AVAILABLE RECORDS:
/---

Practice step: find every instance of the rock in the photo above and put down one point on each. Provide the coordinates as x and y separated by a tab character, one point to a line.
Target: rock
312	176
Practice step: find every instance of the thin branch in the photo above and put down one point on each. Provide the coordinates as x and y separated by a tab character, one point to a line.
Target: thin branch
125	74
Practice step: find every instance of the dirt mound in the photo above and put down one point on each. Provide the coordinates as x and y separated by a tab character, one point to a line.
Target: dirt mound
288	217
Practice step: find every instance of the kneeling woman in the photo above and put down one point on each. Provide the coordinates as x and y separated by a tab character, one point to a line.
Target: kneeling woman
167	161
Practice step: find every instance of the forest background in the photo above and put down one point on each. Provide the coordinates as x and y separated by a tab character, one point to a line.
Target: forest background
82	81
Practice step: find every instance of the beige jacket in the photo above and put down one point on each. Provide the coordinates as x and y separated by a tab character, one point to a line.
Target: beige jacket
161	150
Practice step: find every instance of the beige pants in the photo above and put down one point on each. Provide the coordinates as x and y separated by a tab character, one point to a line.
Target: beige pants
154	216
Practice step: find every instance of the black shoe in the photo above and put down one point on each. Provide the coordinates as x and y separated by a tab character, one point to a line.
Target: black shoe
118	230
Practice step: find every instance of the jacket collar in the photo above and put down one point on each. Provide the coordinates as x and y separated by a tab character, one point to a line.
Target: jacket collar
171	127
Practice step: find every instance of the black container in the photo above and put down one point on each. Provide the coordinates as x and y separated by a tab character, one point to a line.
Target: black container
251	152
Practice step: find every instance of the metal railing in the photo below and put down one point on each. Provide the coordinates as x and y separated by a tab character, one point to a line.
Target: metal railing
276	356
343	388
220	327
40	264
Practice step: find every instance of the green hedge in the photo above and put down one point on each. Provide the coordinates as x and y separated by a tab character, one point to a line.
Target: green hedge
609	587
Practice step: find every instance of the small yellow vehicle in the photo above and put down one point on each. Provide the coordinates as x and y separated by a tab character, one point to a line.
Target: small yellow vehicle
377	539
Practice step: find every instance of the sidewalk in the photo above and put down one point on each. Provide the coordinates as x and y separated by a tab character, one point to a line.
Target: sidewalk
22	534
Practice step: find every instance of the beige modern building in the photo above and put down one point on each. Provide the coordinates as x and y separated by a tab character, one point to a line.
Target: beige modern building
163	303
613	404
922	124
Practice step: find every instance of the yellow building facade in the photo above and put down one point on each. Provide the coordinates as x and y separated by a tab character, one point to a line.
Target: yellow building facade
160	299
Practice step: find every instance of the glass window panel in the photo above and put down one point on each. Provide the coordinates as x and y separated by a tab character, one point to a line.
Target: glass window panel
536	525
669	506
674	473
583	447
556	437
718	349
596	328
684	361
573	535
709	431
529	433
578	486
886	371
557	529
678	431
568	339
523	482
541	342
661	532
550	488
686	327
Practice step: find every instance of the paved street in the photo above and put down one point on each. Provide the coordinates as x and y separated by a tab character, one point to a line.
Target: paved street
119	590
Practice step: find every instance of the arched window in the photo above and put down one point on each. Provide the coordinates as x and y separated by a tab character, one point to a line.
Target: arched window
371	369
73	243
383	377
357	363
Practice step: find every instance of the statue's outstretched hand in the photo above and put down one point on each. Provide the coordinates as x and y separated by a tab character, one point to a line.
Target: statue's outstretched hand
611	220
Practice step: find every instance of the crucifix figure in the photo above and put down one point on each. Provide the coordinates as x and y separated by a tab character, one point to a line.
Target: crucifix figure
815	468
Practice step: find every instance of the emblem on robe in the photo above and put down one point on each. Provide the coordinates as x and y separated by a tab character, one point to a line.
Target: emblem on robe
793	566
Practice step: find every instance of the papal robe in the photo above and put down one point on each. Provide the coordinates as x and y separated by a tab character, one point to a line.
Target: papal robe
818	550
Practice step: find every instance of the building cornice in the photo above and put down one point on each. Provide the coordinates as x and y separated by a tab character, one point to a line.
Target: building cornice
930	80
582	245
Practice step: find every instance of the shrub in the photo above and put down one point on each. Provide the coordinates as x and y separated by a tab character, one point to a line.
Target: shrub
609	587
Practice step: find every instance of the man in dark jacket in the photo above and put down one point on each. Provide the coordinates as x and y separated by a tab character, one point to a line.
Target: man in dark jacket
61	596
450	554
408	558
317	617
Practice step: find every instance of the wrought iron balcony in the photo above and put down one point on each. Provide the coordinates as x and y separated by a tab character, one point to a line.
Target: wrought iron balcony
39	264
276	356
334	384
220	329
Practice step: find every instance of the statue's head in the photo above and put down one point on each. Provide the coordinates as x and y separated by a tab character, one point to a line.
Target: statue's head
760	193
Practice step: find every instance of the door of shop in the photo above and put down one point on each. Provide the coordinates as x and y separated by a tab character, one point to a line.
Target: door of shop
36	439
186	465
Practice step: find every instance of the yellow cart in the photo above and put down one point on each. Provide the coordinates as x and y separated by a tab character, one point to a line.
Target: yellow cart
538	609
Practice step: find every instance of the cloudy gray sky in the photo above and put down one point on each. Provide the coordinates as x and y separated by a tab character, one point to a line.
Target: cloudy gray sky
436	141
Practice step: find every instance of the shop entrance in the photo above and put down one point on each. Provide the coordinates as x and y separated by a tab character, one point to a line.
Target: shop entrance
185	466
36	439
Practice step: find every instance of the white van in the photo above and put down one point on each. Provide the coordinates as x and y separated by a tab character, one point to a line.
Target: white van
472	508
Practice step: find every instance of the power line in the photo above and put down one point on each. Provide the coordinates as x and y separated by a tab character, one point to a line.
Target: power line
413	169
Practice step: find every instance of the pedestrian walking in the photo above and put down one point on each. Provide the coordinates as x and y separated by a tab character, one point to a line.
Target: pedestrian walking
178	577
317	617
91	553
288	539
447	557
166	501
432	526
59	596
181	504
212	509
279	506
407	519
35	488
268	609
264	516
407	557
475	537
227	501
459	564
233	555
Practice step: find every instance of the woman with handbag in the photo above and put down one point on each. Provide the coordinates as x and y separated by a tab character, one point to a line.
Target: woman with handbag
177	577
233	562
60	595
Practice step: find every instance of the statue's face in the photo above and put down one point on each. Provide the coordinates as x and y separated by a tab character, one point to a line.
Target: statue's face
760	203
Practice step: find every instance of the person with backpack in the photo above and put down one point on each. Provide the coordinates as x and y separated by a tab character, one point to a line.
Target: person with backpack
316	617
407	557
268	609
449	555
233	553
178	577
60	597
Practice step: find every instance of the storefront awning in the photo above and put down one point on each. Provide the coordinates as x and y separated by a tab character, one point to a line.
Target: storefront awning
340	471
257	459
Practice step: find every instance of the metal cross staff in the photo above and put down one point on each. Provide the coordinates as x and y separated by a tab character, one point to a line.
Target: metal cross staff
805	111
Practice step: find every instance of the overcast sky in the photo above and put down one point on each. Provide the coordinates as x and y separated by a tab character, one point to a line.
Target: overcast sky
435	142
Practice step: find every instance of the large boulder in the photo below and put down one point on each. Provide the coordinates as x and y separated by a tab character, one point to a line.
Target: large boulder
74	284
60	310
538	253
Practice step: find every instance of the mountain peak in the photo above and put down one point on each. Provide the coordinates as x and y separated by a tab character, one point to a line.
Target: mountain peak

\---

WHAT IS EXPECTED: Arrange the lines above, from the line containing "Practice step: find every instance of the metal cross" through the last line of the entries, as a numbered list, leaving out any blank lines.

RESULT FOR THIS TASK:
1. Practice step: find every instance of the metal cross staff in the photo above and put down one point on each. Provide the coordinates as x and y separated by a tab character, one point to a line.
2. Target: metal cross staff
3. 805	111
4. Practice step: find every instance of the overcast sky in the photo above and put down one point on each. Provide the coordinates as x and y separated by a tab character, one point to a line.
5. Target: overcast sky
6. 435	142
7. Practice step: find every instance of the large boulder in the photo below and put down one point on each. Provide the coordinates as x and y separated by a tab character, one point to a line.
8. Target: large boulder
9. 74	284
10. 60	310
11. 538	253
12. Practice step: find every instance of the mountain peak in the photo above and put down one point on each. Provide the coordinates as x and y separated by a tab character, one point to a line.
13. Target: mountain peak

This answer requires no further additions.